Among the entries below, find how many lines carry the word "jacket" and state only that figure.

• **RECORD EXTRACTS**:
-------

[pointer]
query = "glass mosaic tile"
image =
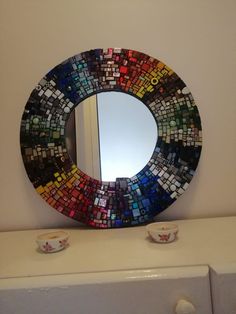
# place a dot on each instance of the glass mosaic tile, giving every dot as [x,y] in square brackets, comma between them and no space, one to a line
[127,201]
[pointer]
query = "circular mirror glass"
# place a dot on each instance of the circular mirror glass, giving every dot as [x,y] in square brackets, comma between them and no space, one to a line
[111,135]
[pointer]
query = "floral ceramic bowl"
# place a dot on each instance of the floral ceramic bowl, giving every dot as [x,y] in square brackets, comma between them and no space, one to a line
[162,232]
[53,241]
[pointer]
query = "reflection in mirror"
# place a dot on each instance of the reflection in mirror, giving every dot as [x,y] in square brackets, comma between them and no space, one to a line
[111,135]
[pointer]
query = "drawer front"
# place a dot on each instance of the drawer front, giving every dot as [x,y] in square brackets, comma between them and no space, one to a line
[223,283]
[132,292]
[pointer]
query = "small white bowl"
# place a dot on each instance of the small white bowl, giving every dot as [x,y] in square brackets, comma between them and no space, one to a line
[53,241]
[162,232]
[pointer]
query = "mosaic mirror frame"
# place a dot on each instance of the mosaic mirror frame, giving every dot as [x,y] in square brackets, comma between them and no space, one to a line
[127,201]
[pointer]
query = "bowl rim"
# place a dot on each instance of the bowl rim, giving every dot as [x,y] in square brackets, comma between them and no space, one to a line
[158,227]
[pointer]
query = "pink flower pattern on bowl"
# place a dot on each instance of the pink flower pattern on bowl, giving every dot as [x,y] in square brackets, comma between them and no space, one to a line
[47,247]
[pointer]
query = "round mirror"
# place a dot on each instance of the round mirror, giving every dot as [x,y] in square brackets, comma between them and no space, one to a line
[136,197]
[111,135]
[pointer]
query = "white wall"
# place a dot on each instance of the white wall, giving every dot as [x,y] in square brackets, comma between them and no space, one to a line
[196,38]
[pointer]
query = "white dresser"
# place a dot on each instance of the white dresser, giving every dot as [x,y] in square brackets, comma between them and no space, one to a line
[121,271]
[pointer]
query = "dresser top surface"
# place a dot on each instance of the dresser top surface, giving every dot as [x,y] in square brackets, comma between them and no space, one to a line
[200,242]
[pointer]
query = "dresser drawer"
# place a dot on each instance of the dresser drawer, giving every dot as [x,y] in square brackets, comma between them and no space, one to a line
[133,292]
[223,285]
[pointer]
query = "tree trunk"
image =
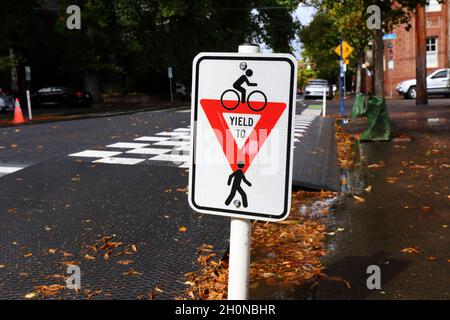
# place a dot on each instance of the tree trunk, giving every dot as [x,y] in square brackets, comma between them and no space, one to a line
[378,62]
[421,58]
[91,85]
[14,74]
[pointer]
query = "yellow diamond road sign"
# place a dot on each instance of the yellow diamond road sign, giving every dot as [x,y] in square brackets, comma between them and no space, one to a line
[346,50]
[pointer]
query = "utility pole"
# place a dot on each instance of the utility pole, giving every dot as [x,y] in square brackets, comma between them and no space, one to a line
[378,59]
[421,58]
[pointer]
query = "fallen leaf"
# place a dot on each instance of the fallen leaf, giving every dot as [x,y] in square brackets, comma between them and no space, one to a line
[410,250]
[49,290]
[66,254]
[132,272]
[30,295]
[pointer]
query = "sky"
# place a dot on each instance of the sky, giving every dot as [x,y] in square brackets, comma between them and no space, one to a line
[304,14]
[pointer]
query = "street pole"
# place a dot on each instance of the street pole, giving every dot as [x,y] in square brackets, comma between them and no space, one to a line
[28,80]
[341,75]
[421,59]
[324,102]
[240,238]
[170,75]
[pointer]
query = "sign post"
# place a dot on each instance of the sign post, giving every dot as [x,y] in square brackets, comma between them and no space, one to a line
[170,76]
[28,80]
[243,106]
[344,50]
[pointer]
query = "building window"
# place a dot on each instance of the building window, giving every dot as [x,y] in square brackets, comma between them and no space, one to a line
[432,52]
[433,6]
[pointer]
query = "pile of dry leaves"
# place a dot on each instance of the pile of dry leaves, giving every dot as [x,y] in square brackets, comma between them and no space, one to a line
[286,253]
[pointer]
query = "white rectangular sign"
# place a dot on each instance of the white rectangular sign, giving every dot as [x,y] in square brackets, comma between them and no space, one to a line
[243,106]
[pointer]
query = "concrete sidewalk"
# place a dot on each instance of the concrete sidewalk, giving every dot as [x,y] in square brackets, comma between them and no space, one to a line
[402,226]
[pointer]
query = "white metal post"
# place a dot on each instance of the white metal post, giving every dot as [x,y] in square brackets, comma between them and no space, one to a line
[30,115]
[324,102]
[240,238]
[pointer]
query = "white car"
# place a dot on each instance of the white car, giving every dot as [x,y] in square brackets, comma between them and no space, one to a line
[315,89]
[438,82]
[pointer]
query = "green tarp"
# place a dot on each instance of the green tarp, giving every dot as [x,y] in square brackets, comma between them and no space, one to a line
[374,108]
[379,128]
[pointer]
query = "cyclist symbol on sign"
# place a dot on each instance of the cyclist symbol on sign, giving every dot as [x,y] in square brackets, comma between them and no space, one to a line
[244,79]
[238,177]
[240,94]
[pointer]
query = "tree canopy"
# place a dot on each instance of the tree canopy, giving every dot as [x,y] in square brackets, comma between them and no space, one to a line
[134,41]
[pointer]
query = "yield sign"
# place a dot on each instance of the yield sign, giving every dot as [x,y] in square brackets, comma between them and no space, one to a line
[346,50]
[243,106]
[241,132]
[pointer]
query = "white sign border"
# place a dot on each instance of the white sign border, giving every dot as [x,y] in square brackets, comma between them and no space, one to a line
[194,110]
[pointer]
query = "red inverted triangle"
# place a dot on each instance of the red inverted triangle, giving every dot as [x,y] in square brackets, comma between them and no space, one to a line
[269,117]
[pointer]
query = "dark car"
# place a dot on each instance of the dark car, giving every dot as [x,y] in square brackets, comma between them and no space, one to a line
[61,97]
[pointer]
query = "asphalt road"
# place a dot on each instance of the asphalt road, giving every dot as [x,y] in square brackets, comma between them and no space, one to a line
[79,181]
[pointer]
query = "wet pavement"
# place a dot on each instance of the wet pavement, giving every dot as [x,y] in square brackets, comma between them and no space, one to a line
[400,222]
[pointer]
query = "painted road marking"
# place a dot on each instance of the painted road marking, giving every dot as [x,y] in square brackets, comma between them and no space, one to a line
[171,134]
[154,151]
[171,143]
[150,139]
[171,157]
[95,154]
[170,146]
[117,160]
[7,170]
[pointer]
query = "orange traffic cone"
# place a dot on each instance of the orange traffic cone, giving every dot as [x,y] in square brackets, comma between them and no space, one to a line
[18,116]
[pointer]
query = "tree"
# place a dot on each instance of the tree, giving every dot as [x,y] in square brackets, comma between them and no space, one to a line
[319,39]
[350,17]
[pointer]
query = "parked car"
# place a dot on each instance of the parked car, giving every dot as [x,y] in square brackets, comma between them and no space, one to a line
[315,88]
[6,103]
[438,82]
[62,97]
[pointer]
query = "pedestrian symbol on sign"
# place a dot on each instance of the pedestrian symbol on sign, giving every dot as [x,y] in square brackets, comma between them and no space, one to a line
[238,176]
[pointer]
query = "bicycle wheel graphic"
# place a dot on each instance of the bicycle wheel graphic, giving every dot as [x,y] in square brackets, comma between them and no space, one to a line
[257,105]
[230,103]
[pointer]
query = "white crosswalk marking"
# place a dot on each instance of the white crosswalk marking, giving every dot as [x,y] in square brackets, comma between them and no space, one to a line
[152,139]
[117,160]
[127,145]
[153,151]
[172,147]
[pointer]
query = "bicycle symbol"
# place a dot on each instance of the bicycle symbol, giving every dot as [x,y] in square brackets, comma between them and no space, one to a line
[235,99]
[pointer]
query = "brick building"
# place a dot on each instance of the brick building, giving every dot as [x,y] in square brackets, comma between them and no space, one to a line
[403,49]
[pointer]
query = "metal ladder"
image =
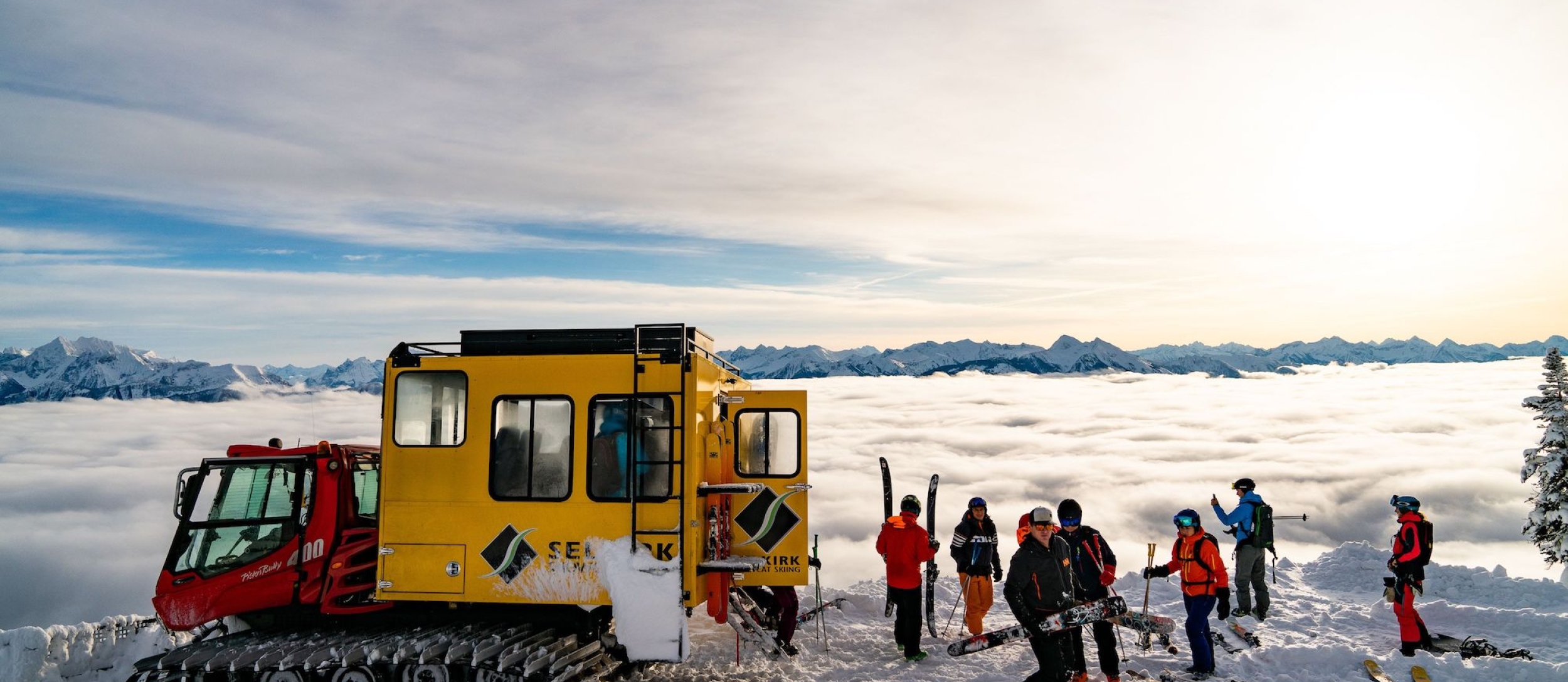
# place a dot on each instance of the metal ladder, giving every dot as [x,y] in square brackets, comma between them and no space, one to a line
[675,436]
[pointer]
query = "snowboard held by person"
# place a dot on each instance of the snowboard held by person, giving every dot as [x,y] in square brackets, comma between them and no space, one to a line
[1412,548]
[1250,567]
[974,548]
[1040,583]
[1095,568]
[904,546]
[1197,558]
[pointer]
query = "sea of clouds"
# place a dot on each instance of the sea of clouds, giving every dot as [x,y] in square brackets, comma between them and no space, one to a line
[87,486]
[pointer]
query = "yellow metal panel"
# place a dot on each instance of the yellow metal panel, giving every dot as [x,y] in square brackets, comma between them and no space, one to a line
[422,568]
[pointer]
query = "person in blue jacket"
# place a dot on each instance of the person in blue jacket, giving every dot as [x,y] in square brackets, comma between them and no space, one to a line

-------

• **COMPLETED TASK**: 2